Objective
Output the passage of the forum post below on universal arrows to the forgetful functor, from "This is one" to "the multiplicative structure.", copied word for word.

Quoted passage
Results 1 to 3 of 3

Math Help - Universal arrow from an abelian group to the forgetful functor U: Rng --> Ab

  1. #1
    MHF Contributor Bruno J.'s Avatar
    Joined
    Jun 2009
    From
    Canada
    Posts
    1,266
    Thanks
    1
    Awards
    1

    Universal arrow from an abelian group to the forgetful functor U: Rng --> Ab

    This is one of the exercises in Maclane's book.

    Find, for any given abelian group G, a universal arrow from G to the forgetful functor U:\mbox{Rng}\to\mbox{Ab} which forgets the multiplicative structure.
    I can describe the following construction, which I think fits the bill.

    My first guess is that R_G should be a quotient of a suitably defined free object on the elements of G. Take the free monoid M on the elements of G, and then take the monoid ring \mathbb{Z}[M]=F on the elements of M. Then, let I be the ideal of F generated by elements of the form \tilde a+ \tilde b- \tilde c, where \tilde a, \tilde b, \tilde c are the canonical images of a, b, c \in G via the obvious "inclusion" G \to F, with a+b-c=0 in G. Then, if I am not mistaken, R_G=F/I is the desired "universal ring" on the abelian group G.

    Does this seem correct? If we have an morphism of abelian groups h:G\to U(S), we can extend h to a morphism of monoids M \to S by defining h(a_1\dots a_k)=h(a_1)\dots h(a_k) for any word a_1\dots a_k in M (and by definition of the empty product, the identity of M is mapped to the identity of S). Then we can extend this map to a morphism of rings \mathbb{Z}[M]\to S by linearity. But there is no guarantee at this point that the additive structure imposed by G will be respected, so we have to quotient out by the ideal described above. The resulting map \tilde h seems to do the job.

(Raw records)
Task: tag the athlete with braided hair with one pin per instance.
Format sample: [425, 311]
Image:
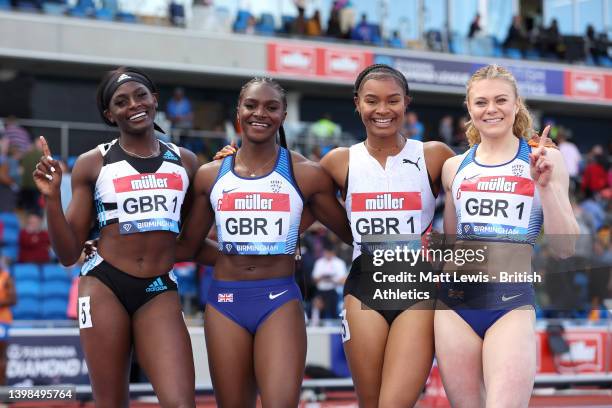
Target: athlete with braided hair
[254, 321]
[389, 352]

In response
This is one of the exercises in Maclane's book.

    Find, for any given abelian group G, a universal arrow from G to the forgetful functor U:\mbox{Rng}\to\mbox{Ab} which forgets the multiplicative structure.